Fragmento citado:
════════════════

Pero por arte de magia, cuando te toca hablar, se te encienden todas las luces
y tu intervención acaba siendo más que digna. Se te ocurren, de hecho, algunas
cosas que apuntas para reflexionar sobre ellas más adelante.
Después,
cenáis en casa de S., una célebre escritora venezolana. Pruebas el pan de
jamón. Riquísimo, como todo lo que estás comiendo en este país. Habláis de
libros. Gastáis bromas sobre algunas vacas sagradas de la literatura española.
E. se siente mal y se tiene que tumbar. Vais cayendo todos poco a poco. El
viaje está siendo intenso.
MARTES
22
El soñador.
Por
la mañana eres tú el que tienes mal el estómago. Y un viaje en coche por
Caracas acaba contigo. El aire acondicionado no funciona y no es muy
recomendable abrir la ventanilla. La ciudad es increíble. Ciertos lugares
tienen un toque retrofuturista extraño. Las grandes moles de la arquitectura
del futuro han sido tomadas por el pueblo. Pasáis junto a la Torre de David,
totalmente ocupada. Es el escenario perfecto para una serie. Luego, al volver,
la encontrarás en un capítulo de Homeland.
En
la hora y media que tienes libre después de comer sales en busca de algo que
querías comprar desde el momento en el que entraste en el país: el chándal de
Hugo Chávez, el que ahora lleva Nicolás Maduro. El chándal escandaloso
amarillo, azul y rojo. El chándal con las estrellas blancas. El chándal que
luego te dirán que no es el chándal chavista, sino el chándal del equipo
nacional, el chándal olímpico que Chávez se apropió y convirtió en un signo
distintivito. Pero no es sólo suyo, es del resto de los venezolanos, como otros
muchos símbolos que se ha apropiado el chavismo. Venezuela es lo que es a pesar
de lo que tiene encima. Un paraíso terrenal en las manos de unos tiranos que lo
están hundiendo en la miseria.

════════════════

Filas de trabajo:
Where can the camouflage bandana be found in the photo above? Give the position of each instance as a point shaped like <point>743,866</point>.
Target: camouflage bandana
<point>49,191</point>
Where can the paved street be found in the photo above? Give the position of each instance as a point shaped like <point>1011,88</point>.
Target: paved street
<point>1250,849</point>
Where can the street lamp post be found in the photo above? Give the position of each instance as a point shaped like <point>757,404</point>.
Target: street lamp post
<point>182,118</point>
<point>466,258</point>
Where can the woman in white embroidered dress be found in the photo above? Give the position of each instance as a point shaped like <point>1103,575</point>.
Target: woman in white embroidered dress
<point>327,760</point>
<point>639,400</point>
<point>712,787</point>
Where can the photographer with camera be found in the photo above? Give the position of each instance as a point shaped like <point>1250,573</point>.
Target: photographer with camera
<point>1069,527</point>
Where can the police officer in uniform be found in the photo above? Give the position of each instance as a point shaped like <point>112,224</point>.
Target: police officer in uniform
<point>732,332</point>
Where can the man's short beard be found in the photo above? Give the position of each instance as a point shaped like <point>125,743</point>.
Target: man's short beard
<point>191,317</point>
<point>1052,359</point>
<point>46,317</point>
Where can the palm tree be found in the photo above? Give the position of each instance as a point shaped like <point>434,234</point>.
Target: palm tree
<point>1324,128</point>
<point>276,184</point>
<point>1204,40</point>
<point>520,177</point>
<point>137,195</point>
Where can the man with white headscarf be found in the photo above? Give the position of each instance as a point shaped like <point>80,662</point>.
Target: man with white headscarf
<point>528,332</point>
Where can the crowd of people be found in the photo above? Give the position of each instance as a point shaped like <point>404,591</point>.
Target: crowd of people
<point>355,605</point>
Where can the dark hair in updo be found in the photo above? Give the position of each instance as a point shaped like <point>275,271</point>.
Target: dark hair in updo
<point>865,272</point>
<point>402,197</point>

════════════════

Las tareas:
**1)** Contesta estas preguntas sobre el fragmento:
(a) ¿Qué pan se prueba en la cena en casa de S.?
(b) ¿Junto a qué edificio, totalmente ocupado, se pasa en Caracas?
(c) ¿De qué colores es el chándal que se sale a buscar?
**2)** Devuelve cada línea de las filas en la que aparezca la palabra "officer".
Las filas no guardan ninguna relación con el fragmento.

Respuestas dadas:
**1)**
(a) El pan de jamón.
(b) La Torre de David.
(c) Amarillo, azul y rojo.

**2)**
Where can the police officer in uniform be found in the photo above? Give the position of each instance as a point shaped like <point>112,224</point>.
Target: police officer in uniform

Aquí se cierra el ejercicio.